Exercise:
Within the data below, copy each line where the string "segment" is found.

Records from a data collection
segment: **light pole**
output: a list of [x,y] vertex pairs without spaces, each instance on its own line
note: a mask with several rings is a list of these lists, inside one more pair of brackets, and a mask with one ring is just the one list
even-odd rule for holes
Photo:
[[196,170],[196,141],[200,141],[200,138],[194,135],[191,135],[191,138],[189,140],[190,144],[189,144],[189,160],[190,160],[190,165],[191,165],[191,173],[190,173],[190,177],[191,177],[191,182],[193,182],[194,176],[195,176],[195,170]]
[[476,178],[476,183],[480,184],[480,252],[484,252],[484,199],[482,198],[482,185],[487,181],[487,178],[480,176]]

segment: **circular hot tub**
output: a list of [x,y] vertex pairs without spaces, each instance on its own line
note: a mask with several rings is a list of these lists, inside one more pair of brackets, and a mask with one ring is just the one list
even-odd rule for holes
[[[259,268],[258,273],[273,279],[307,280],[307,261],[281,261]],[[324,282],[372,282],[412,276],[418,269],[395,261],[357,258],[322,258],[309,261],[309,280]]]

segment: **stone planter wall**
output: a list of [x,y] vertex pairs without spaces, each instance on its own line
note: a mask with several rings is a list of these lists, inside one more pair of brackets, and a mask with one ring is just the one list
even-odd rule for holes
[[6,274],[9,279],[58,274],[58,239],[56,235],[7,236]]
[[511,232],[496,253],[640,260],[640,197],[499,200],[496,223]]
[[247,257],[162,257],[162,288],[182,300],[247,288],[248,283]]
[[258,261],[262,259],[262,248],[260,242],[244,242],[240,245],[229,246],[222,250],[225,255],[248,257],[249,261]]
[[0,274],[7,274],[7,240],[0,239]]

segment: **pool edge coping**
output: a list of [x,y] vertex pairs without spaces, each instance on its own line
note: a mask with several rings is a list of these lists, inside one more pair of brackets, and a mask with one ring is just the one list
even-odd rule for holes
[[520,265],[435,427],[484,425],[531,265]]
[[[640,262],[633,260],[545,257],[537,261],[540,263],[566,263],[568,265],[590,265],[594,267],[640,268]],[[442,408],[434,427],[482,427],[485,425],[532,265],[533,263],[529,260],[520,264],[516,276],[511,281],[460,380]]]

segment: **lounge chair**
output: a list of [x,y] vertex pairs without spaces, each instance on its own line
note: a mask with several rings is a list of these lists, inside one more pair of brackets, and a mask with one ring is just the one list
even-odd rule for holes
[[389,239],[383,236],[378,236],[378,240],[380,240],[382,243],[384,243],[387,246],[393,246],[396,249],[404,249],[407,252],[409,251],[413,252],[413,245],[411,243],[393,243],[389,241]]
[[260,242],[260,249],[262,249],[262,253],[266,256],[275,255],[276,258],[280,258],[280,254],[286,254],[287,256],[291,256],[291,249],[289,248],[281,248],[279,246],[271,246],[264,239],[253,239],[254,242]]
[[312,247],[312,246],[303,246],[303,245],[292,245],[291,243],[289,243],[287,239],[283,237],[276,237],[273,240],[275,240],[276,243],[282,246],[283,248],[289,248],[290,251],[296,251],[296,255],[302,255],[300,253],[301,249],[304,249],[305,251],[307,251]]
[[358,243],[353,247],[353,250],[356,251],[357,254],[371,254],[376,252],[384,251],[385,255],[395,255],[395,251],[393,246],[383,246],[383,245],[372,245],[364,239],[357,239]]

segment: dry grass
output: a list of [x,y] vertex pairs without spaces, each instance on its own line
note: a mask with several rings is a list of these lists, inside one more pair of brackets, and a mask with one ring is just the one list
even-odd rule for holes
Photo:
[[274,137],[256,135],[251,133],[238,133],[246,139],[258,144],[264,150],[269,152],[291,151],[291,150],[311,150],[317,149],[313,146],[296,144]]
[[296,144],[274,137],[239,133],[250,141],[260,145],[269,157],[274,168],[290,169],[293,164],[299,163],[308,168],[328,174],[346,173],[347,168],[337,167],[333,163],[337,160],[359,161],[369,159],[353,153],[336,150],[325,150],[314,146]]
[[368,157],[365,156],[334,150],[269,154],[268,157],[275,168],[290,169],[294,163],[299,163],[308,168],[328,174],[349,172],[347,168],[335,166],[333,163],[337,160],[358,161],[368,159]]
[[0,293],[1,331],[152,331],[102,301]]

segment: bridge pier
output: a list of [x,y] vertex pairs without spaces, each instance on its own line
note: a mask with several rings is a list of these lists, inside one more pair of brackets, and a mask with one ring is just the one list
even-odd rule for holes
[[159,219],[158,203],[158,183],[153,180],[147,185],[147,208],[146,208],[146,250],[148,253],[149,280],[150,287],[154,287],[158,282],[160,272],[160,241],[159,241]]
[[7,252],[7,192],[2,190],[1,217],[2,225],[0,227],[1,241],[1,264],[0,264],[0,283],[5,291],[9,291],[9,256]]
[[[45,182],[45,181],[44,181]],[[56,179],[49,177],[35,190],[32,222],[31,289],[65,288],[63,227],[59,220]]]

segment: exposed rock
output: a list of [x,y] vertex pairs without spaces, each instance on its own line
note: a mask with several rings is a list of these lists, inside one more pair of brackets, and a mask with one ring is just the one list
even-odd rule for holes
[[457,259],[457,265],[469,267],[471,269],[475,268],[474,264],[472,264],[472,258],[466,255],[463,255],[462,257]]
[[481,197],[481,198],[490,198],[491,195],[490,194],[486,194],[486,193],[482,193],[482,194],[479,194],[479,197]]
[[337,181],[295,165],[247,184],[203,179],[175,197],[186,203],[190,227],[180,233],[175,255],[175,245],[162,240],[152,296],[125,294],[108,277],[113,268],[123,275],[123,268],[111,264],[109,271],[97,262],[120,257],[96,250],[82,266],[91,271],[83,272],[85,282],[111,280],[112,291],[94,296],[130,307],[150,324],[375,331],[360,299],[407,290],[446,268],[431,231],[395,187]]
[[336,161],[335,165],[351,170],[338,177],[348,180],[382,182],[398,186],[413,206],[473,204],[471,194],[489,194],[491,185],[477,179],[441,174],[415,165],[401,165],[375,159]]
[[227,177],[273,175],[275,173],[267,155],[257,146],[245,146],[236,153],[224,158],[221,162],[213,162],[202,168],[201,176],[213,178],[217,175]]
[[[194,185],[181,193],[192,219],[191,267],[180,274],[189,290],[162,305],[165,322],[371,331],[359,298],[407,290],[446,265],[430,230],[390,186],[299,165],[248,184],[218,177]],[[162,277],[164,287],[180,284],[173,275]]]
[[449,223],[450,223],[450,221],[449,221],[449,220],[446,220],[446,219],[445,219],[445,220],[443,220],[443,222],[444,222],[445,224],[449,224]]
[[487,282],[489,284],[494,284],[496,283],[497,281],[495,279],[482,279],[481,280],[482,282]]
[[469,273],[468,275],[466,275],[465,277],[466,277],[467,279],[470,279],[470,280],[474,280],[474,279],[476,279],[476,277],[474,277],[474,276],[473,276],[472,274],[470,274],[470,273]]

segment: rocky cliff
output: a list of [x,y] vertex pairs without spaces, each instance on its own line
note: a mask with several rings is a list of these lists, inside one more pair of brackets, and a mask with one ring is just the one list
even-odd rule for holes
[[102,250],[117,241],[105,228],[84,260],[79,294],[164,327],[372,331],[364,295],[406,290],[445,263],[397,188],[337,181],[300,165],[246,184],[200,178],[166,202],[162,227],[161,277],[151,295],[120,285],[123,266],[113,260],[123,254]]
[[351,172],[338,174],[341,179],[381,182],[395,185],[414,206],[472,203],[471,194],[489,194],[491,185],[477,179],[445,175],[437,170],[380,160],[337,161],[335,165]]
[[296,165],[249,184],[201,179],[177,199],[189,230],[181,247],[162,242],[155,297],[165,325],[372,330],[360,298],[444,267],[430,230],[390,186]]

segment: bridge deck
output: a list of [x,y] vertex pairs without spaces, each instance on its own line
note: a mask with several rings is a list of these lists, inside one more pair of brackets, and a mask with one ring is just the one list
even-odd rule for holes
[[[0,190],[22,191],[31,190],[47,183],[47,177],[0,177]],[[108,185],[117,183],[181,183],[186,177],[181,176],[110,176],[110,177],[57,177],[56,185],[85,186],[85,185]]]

Expected output:
segment: **light pole**
segment: **circular hot tub**
segment: **stone planter wall**
segment: **pool edge coping**
segment: **lounge chair**
segment: dry grass
segment: bridge pier
segment: exposed rock
segment: rocky cliff
segment: bridge deck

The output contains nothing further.